• ABOUT THIS TASK
When you reach the line containing "Please locate the mountain" in the entries below, start writing out each line exactly, and stop after the line containing "Please locate the cumulus".

• ENTRIES SHOWN
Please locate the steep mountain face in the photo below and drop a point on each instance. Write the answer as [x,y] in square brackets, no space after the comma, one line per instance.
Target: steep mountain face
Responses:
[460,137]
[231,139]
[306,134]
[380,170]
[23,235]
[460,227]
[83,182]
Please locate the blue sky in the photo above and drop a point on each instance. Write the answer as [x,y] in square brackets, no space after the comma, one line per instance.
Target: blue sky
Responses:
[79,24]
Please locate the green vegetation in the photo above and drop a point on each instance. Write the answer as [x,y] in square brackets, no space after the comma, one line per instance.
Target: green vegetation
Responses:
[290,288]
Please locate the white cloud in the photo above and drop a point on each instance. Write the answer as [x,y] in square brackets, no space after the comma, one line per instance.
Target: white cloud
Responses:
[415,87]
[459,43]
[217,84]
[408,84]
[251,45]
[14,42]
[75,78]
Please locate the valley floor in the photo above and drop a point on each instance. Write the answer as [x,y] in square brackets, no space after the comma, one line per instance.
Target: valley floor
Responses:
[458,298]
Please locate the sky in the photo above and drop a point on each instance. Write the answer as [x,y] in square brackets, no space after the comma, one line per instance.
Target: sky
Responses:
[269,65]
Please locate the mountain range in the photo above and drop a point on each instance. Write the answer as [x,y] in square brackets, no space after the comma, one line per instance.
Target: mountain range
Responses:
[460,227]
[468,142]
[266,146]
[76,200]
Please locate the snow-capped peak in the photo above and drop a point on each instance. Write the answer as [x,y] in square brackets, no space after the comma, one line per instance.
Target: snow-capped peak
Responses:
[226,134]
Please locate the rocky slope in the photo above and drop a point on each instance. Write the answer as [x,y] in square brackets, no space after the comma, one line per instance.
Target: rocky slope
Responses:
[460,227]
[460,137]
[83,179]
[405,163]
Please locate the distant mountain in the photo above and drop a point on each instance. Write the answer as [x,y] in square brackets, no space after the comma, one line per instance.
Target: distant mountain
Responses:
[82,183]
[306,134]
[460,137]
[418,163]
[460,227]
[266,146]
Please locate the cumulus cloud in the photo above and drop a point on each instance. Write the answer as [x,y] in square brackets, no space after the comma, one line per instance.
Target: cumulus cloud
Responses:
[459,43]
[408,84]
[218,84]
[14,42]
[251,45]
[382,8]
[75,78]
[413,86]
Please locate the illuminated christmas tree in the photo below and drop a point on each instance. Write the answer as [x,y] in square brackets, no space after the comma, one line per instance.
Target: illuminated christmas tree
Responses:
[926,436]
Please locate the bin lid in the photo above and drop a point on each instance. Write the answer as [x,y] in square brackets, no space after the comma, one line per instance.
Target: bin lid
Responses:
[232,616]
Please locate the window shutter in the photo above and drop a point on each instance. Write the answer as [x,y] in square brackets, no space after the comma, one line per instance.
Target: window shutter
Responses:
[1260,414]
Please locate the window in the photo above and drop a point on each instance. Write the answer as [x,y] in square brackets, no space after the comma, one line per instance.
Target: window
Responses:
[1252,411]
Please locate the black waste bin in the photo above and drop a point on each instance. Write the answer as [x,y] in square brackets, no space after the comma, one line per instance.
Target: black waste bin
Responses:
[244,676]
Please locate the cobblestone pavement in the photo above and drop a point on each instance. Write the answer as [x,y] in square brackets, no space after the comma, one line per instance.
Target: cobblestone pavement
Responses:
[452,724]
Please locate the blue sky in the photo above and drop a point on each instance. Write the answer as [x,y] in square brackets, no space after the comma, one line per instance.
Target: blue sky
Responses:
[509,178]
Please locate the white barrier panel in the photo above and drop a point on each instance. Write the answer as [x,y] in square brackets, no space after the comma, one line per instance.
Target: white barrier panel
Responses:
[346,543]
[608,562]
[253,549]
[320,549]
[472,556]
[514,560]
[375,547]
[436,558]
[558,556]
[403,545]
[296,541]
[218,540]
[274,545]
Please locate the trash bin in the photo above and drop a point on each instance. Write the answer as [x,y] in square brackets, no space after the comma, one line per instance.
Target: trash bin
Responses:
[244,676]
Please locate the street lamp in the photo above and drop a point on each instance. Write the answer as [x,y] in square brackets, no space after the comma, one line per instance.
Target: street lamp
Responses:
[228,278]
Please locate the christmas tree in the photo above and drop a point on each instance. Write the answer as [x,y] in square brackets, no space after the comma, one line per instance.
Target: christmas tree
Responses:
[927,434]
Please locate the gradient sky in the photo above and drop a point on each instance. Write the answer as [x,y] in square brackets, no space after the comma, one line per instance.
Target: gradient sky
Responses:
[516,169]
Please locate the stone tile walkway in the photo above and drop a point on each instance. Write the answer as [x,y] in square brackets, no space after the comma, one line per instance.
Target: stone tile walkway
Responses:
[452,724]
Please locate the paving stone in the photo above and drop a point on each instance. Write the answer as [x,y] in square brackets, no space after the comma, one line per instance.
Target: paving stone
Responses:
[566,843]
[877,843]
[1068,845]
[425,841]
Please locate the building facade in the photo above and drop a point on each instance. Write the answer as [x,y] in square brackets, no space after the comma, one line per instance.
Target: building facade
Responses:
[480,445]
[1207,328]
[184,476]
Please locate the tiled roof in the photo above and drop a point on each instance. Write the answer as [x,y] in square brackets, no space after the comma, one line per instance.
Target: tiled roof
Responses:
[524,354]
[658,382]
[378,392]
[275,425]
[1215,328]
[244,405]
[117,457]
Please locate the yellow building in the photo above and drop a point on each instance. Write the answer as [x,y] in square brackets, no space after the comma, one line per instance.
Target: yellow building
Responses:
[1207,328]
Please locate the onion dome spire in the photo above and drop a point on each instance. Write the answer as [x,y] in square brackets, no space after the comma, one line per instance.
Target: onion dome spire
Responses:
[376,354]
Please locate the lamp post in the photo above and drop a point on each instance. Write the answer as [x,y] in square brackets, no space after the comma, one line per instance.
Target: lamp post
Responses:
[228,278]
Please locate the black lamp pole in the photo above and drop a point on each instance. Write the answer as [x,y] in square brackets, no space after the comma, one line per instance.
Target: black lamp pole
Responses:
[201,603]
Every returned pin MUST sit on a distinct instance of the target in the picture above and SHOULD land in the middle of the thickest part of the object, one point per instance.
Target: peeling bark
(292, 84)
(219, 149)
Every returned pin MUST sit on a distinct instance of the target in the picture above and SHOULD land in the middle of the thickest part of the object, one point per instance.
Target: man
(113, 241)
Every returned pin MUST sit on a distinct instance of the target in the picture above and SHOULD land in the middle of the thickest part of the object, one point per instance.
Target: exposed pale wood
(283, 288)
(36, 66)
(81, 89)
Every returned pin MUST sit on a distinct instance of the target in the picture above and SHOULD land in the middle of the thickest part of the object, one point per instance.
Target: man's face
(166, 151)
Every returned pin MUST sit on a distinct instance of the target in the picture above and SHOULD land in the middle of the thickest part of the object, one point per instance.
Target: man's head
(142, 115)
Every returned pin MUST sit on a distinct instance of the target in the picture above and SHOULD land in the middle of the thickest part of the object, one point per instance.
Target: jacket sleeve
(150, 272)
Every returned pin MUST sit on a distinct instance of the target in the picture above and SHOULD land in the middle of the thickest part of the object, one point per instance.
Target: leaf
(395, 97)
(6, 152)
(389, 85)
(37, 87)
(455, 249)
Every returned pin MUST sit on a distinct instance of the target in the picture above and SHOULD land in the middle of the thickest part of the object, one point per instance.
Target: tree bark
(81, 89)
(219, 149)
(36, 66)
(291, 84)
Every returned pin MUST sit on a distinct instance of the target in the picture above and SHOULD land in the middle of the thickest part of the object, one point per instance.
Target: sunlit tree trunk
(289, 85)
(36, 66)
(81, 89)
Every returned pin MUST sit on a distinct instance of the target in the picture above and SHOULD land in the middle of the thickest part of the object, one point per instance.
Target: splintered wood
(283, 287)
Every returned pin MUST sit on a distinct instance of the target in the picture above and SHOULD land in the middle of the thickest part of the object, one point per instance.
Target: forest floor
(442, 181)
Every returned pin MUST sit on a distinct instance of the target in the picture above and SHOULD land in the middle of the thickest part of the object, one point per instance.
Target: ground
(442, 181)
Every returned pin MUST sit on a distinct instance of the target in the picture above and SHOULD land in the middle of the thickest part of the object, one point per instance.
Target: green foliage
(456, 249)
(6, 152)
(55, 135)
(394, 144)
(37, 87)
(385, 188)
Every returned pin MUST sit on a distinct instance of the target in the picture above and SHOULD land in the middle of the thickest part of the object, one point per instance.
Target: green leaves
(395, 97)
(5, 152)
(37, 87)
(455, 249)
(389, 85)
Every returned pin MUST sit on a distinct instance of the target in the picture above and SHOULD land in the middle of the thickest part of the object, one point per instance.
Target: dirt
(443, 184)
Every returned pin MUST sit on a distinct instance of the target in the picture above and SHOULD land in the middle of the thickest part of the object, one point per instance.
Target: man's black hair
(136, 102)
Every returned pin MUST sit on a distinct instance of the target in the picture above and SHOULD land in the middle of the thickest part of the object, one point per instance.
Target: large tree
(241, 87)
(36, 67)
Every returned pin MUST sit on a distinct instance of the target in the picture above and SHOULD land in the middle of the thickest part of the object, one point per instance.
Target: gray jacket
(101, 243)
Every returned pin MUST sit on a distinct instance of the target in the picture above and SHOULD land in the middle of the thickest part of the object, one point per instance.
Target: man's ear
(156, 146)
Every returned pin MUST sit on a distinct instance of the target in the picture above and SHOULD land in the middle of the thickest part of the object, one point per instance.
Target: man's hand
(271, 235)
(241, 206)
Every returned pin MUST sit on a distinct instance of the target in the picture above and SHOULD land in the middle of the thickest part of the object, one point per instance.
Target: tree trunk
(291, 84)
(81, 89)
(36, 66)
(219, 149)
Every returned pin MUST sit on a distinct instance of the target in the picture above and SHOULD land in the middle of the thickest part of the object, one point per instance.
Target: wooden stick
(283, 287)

• RESULT FOR THIS EXERCISE
Please locate the mountain range in the photo above and drop a point on each instance. Write the answer as [x,y] in square brackets, no space after the comma, one line per instance.
Target: mountain range
Responses:
[460,227]
[468,142]
[266,146]
[76,200]
Please locate the snow-capped peak in the photo above and drop a point on each instance. Write the answer as [x,y] in square brackets, no space after the comma, one line per instance.
Target: snow-capped peak
Responses:
[226,134]
Please locate the rocky slope in the photo above and drop a point on each instance. Write the answer as [x,y] in square brackets, no space after the comma, one line per instance.
Target: rocky slope
Responses:
[460,227]
[460,137]
[83,179]
[405,163]
Please locate the distant mountain in the photo above and drop a point on each instance. Write the answer as [x,y] in square brackets, no space after the comma, one line per instance.
Target: distant mountain
Responses:
[82,183]
[306,134]
[460,137]
[418,163]
[460,227]
[266,146]
Please locate the cumulus cloud in the photo above and drop a point on each instance. Write the answer as [x,y] in square brackets, no space after the comma, one line per instance.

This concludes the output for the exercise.